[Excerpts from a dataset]
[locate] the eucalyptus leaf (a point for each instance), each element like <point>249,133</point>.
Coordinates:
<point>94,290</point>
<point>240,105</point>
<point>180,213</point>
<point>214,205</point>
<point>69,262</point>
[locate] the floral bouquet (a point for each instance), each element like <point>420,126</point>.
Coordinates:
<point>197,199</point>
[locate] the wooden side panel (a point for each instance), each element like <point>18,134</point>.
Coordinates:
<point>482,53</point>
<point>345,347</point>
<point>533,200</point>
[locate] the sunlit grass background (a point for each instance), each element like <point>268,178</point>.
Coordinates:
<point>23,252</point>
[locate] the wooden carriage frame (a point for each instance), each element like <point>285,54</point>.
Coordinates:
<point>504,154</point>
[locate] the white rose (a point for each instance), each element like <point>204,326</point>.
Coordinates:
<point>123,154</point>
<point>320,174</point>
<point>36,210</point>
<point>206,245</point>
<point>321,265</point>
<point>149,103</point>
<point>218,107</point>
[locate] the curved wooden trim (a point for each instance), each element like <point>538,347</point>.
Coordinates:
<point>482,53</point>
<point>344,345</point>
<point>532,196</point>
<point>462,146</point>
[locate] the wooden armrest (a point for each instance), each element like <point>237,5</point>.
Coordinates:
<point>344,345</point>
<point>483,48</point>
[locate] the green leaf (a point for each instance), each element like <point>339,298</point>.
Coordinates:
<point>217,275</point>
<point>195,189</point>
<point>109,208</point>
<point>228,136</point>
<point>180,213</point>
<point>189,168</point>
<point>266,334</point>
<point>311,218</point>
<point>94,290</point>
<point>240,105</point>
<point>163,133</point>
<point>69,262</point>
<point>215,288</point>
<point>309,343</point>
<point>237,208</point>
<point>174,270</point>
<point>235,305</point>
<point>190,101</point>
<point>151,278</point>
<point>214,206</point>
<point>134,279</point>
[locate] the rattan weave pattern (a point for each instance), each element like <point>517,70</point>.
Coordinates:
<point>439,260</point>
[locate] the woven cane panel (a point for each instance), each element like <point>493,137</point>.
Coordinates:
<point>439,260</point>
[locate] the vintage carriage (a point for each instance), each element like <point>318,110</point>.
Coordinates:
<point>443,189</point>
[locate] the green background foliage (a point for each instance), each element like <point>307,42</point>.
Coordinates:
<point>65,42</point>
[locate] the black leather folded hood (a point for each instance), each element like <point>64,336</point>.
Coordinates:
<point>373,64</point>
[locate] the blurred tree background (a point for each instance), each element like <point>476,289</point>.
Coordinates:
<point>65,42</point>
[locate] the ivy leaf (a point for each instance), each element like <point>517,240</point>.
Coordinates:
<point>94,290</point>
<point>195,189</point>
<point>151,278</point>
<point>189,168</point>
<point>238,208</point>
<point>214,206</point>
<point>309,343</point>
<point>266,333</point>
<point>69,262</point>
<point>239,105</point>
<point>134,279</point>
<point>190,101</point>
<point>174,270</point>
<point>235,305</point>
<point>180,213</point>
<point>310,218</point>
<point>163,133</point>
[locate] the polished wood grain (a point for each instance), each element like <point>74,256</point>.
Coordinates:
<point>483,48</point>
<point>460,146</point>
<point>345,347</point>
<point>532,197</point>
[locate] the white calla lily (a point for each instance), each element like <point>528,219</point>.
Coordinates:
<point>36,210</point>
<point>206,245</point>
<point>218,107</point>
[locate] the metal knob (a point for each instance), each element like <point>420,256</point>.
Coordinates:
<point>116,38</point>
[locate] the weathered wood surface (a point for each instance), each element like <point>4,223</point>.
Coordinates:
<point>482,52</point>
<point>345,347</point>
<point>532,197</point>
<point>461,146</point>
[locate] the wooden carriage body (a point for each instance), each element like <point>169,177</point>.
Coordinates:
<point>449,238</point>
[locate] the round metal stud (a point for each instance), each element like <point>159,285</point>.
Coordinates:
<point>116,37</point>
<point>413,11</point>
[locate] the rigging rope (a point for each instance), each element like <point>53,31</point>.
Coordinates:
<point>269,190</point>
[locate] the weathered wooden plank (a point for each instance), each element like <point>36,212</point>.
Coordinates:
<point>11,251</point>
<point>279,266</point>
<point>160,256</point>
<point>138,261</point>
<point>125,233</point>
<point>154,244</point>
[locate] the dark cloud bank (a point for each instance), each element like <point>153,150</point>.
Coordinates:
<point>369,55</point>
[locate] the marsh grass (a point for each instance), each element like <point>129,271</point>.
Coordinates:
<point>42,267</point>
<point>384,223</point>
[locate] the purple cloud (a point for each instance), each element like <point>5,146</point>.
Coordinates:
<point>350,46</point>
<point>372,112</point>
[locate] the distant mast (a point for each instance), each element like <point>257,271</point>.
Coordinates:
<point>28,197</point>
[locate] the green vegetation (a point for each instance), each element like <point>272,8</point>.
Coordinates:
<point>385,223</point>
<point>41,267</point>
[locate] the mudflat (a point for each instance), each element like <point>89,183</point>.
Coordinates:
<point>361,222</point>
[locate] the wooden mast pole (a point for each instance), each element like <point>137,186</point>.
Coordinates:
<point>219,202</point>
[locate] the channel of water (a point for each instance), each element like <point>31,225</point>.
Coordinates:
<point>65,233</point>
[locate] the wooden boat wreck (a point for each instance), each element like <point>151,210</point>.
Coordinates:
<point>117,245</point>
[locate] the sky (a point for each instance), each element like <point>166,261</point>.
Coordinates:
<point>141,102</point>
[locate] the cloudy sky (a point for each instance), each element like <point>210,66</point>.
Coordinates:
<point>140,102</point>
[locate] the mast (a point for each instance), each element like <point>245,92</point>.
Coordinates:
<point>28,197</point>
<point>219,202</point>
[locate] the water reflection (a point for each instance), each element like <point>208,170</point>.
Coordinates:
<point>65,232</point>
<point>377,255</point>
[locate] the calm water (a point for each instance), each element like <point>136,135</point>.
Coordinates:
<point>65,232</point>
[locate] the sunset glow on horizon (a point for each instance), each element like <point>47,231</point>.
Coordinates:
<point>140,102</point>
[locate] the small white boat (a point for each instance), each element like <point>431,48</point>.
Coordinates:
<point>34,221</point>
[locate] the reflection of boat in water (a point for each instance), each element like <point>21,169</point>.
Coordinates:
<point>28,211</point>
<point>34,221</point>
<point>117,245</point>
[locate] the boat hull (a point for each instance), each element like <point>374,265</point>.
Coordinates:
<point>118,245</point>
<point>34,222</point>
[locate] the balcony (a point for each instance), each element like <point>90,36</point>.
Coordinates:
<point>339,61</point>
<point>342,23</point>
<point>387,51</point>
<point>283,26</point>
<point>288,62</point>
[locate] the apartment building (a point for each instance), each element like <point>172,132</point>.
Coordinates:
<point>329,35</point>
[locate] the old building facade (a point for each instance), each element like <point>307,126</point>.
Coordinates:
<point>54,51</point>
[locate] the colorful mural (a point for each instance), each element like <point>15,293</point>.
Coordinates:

TASK DESCRIPTION: From the first line through the last, give the data above again exactly.

EXERCISE ANSWER:
[locate] the eucalyptus leaf (a point for each instance), each element like <point>249,133</point>.
Coordinates:
<point>94,290</point>
<point>240,105</point>
<point>180,213</point>
<point>214,205</point>
<point>69,262</point>
[locate] the floral bouquet (a point for each instance), each element like <point>420,126</point>.
Coordinates:
<point>197,199</point>
[locate] the wooden side panel (a point for each instance), each element like <point>18,134</point>.
Coordinates:
<point>482,53</point>
<point>345,347</point>
<point>533,200</point>
[locate] the sunlit grass background (a point for each instance), each element like <point>268,178</point>.
Coordinates:
<point>23,252</point>
[locate] the wooden carriage frame (a point for each instance), each element like <point>285,54</point>.
Coordinates:
<point>504,154</point>
[locate] the white rose (a point for each instance), each element like <point>204,326</point>.
Coordinates:
<point>123,154</point>
<point>320,174</point>
<point>36,210</point>
<point>206,245</point>
<point>321,265</point>
<point>149,103</point>
<point>218,107</point>
[locate] the curved wooden trim (a point for each instance), each element like <point>538,347</point>.
Coordinates:
<point>482,53</point>
<point>344,345</point>
<point>532,196</point>
<point>462,146</point>
[locate] the wooden armrest (a point for each instance), each element like <point>237,5</point>.
Coordinates:
<point>344,345</point>
<point>483,48</point>
[locate] the green leaf (a point for each instance), each element like <point>339,298</point>.
Coordinates:
<point>217,275</point>
<point>195,189</point>
<point>109,208</point>
<point>228,136</point>
<point>180,213</point>
<point>189,168</point>
<point>266,334</point>
<point>311,218</point>
<point>94,290</point>
<point>240,105</point>
<point>163,133</point>
<point>69,262</point>
<point>215,288</point>
<point>309,343</point>
<point>237,208</point>
<point>174,270</point>
<point>235,305</point>
<point>190,101</point>
<point>151,278</point>
<point>214,206</point>
<point>134,279</point>
[locate] the rattan weave pattern (a point for each instance), each element like <point>517,70</point>.
Coordinates:
<point>439,260</point>
[locate] the woven cane panel (a point for each instance), each element like <point>493,137</point>.
Coordinates:
<point>439,260</point>
[locate] the vintage carriage (a point for each instance), each element like <point>318,110</point>.
Coordinates:
<point>443,189</point>
[locate] the green background foliage (a point for each instance), each element like <point>307,42</point>.
Coordinates:
<point>65,42</point>
[locate] the black leather folded hood (a point for each instance), each element like <point>64,336</point>.
Coordinates:
<point>373,64</point>
[locate] the blurred tree background (a point for each instance), each element like <point>476,289</point>.
Coordinates:
<point>65,42</point>
[locate] the ivy leaf (a point for each instance), each element like <point>517,240</point>.
Coordinates:
<point>94,290</point>
<point>195,189</point>
<point>151,278</point>
<point>189,168</point>
<point>238,208</point>
<point>214,206</point>
<point>309,343</point>
<point>266,333</point>
<point>69,262</point>
<point>239,105</point>
<point>134,279</point>
<point>190,101</point>
<point>174,270</point>
<point>235,305</point>
<point>180,213</point>
<point>310,218</point>
<point>163,133</point>
[locate] the polished wood grain (a point for each instance), each element like <point>74,256</point>.
Coordinates:
<point>483,48</point>
<point>460,146</point>
<point>345,347</point>
<point>532,197</point>
[locate] the white calla lily (a point for each instance), each element like <point>528,219</point>.
Coordinates:
<point>36,210</point>
<point>206,245</point>
<point>218,107</point>
[locate] the metal knob (a point for each instance), each element like <point>420,256</point>.
Coordinates:
<point>116,38</point>
[locate] the weathered wood surface (a point for each instance), each element like <point>4,223</point>.
Coordinates:
<point>482,52</point>
<point>345,347</point>
<point>532,197</point>
<point>461,146</point>
[locate] the wooden carriage body (a point for each instance), each element like <point>169,177</point>.
Coordinates:
<point>449,238</point>
[locate] the round metal stud (a point for each instance), each element like <point>159,285</point>.
Coordinates:
<point>116,37</point>
<point>413,11</point>
[locate] the rigging rope (a point for each instance), each element like <point>53,31</point>.
Coordinates:
<point>269,190</point>
[locate] the weathered wooden plank (a point for each instance), each element like <point>36,212</point>.
Coordinates:
<point>11,251</point>
<point>279,266</point>
<point>160,256</point>
<point>138,261</point>
<point>125,233</point>
<point>154,244</point>
[locate] the dark cloud bank (a point for each instance), each element like <point>153,150</point>.
Coordinates:
<point>369,55</point>
[locate] the marsh grass (a point for each instance), each element like <point>129,271</point>.
Coordinates:
<point>42,267</point>
<point>384,223</point>
[locate] the purple cloud (a point for each instance), each element like <point>5,146</point>.
Coordinates:
<point>350,46</point>
<point>372,112</point>
[locate] the distant mast (a point for each instance), each element like <point>257,271</point>.
Coordinates:
<point>28,197</point>
[locate] the green vegetation (a point for each instance), each element like <point>272,8</point>.
Coordinates:
<point>385,223</point>
<point>41,267</point>
[locate] the mudflat (a point for each instance), each element like <point>89,183</point>.
Coordinates:
<point>361,222</point>
[locate] the wooden mast pole (a point for each instance), each element like <point>137,186</point>.
Coordinates:
<point>219,202</point>
[locate] the channel of water (a point for each instance), each element like <point>31,225</point>.
Coordinates:
<point>65,233</point>
[locate] the wooden boat wreck (a point for each instance), each element like <point>151,210</point>.
Coordinates:
<point>117,245</point>
[locate] the sky (a point for each instance), each element like <point>166,261</point>.
Coordinates:
<point>141,102</point>
[locate] the cloudy sky (a point for each instance), each element like <point>210,66</point>.
Coordinates:
<point>140,102</point>
[locate] the mast (a point for each instance), each element like <point>245,92</point>.
Coordinates:
<point>28,197</point>
<point>219,202</point>
[locate] the water reflection (a point for each instance), each element like <point>208,170</point>.
Coordinates:
<point>65,232</point>
<point>377,255</point>
[locate] the calm water (a point for each instance), each element like <point>136,135</point>.
Coordinates:
<point>65,232</point>
[locate] the sunset glow on horizon (a point for each instance), each element like <point>47,231</point>.
Coordinates:
<point>140,102</point>
[locate] the small white boat (a point for each instance), each element like <point>431,48</point>.
Coordinates:
<point>34,221</point>
[locate] the reflection of boat in water (a point for each instance), each element like <point>21,169</point>.
Coordinates:
<point>28,211</point>
<point>34,221</point>
<point>117,245</point>
[locate] the boat hull (a point for each instance), each element like <point>374,265</point>.
Coordinates:
<point>118,245</point>
<point>34,222</point>
[locate] the balcony (a point for each instance), each element like <point>90,36</point>.
Coordinates:
<point>339,61</point>
<point>342,23</point>
<point>387,51</point>
<point>283,26</point>
<point>288,62</point>
[locate] the apartment building (a point for each instance), each element like <point>172,132</point>.
Coordinates:
<point>329,35</point>
[locate] the old building facade (a point for each instance), each element like <point>307,126</point>.
Coordinates:
<point>54,51</point>
[locate] the colorful mural (a point for each instance), each element like <point>15,293</point>.
Coordinates:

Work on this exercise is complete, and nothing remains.